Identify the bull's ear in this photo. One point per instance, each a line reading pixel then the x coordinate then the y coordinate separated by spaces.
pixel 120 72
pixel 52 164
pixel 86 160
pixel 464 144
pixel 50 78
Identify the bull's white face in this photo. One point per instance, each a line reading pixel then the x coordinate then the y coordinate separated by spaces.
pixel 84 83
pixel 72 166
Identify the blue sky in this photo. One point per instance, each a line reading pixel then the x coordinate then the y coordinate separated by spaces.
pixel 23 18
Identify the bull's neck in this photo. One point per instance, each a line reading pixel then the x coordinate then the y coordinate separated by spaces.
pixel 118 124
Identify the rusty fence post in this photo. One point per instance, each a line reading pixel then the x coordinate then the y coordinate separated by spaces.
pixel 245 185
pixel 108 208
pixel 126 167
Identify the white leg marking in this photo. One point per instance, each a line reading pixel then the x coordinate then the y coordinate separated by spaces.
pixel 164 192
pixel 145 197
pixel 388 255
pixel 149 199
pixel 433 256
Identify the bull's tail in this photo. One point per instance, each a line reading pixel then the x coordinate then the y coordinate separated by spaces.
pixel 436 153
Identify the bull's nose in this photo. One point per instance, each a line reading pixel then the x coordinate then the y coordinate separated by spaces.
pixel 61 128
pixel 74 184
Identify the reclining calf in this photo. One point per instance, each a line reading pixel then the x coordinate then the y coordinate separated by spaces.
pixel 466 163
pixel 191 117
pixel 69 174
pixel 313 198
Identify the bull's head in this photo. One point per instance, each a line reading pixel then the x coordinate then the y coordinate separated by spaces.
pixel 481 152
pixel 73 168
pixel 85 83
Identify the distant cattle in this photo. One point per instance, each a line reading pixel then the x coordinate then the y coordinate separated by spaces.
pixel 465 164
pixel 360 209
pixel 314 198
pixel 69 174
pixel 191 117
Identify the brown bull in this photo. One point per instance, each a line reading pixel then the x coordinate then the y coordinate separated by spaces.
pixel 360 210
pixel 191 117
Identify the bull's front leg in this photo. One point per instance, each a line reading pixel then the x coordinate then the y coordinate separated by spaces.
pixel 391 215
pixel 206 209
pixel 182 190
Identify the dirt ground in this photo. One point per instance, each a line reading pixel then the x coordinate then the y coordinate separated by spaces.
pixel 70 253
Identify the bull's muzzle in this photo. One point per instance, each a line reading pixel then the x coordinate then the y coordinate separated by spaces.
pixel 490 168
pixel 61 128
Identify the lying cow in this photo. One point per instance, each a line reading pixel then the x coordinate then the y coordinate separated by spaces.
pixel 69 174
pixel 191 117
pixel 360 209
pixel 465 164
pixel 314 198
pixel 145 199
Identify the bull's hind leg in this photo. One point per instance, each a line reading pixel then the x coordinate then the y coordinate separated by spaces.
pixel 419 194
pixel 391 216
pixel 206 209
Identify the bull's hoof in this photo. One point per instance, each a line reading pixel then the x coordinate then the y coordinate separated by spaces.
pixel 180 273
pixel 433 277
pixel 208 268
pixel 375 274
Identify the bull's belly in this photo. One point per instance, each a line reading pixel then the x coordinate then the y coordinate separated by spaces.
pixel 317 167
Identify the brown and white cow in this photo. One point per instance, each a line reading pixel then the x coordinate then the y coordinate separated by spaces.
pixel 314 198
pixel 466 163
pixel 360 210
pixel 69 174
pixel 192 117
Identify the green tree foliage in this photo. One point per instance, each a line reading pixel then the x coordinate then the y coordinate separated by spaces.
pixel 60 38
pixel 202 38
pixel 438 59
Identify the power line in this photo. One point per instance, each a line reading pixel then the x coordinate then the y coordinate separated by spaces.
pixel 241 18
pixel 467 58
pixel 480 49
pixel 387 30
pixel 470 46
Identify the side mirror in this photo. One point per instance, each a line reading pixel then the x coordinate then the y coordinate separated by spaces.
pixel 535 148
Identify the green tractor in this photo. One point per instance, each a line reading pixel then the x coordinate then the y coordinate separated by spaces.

-*-*-

→ THE PROBLEM
Please reproduce each entry above exactly as it reads.

→ EXERCISE SOLUTION
Identify the bull's ear in this photo. One point per instance, each a line reading pixel then the x coordinate then the y coordinate separated by spaces.
pixel 120 72
pixel 52 164
pixel 86 160
pixel 464 144
pixel 50 78
Identify the bull's white face in this photo. One point per instance, each a line reading pixel then the x coordinate then the y coordinate separated by spaces.
pixel 84 83
pixel 72 166
Identify the blue sky in this photo. One point per instance, each a line reading pixel then the x coordinate then the y coordinate separated by spaces.
pixel 23 18
Identify the bull's neck in this photo. One point per instance, each a line reading pixel then the x coordinate then the y coordinate separated by spaces.
pixel 118 124
Identify the rusty fence post in this photo. One point per instance, each a line reading pixel then the x coordinate then the y coordinate separated by spaces.
pixel 245 185
pixel 108 208
pixel 126 167
Identify the white leg marking in this photo. One point per instance, each a line reading pixel then the x coordinate then the y coordinate separated by spaces.
pixel 164 192
pixel 145 197
pixel 388 255
pixel 149 199
pixel 433 256
Identify the bull's tail in this photo. One point per instance, each a line reading pixel then the x coordinate then the y coordinate separated by spaces.
pixel 436 153
Identify the bull's nose in this photo. One point per instance, each a line reading pixel then the x coordinate then the y coordinate separated by spaces.
pixel 61 128
pixel 74 184
Identify the reclining calf in this photo. One point per instance, each a line reading pixel then the x coordinate then the y coordinate separated by spaces.
pixel 466 163
pixel 191 117
pixel 69 174
pixel 313 198
Identify the bull's head in this photo. One point per instance, each a line reading pixel then the x coordinate then the y coordinate separated by spaces.
pixel 481 152
pixel 73 168
pixel 85 83
Identify the distant cattle in this photo. One point per instance, each a line reading pixel then the x coordinate then the y coordinate separated by spaces.
pixel 465 164
pixel 360 209
pixel 314 198
pixel 69 174
pixel 191 117
Identify the brown bull in this photo. One point per instance, each a line reading pixel then the x coordinate then the y coordinate separated by spaces.
pixel 360 210
pixel 191 117
Identify the bull's front leg in this photo. One point per instance, each a line reading pixel then the x coordinate then the y coordinate separated by spaces.
pixel 391 215
pixel 206 209
pixel 182 190
Identify the dirt ground in this photo. One point per instance, each a line reading pixel then the x coordinate then the y coordinate separated by spaces.
pixel 70 253
Identify the bull's muzzle in this photo. One point per instance, each a line reading pixel then the x coordinate then the y coordinate separated by spaces.
pixel 490 168
pixel 61 128
Identify the lying cow in this photo. One point per instance, each a line reading pixel then the x coordinate then the y coordinate separated by spaces.
pixel 69 174
pixel 191 117
pixel 360 209
pixel 465 164
pixel 314 198
pixel 145 199
Identify the bull's hind leg in this photo. One point per instance, each a line reading pixel then the x coordinate then the y coordinate separated by spaces.
pixel 419 194
pixel 391 216
pixel 206 209
Identify the bull's hoof in this photo. One point per instance, each a line reading pixel then the x coordinate then the y coordinate separated by spaces.
pixel 180 273
pixel 433 277
pixel 208 268
pixel 375 274
Identify the bull's belly in this photo. One point per instance, each a line reading pixel then the x coordinate then the y coordinate separated by spaces.
pixel 317 167
Identify the brown and white cow in this photo. One point per instance, each a line reading pixel then the x coordinate then the y coordinate separated by spaces.
pixel 314 198
pixel 466 163
pixel 360 210
pixel 69 174
pixel 192 117
Identify the green tree foliage in this photo. One point per instance, each a line reading pixel then the x coordinate then the y coordinate separated by spaces.
pixel 60 38
pixel 202 38
pixel 438 59
Identify the power line in this photo. One point per instance, each a line reading pixel then the x coordinate then the y coordinate separated by spaces.
pixel 241 18
pixel 467 58
pixel 480 49
pixel 387 30
pixel 470 46
Identify the side mirror in this photo. One point per instance, each a line reading pixel then the x coordinate then the y coordinate separated by spaces.
pixel 535 148
Identify the green tractor in this photo. One point per instance, each a line reading pixel then the x coordinate then the y coordinate separated by spaces.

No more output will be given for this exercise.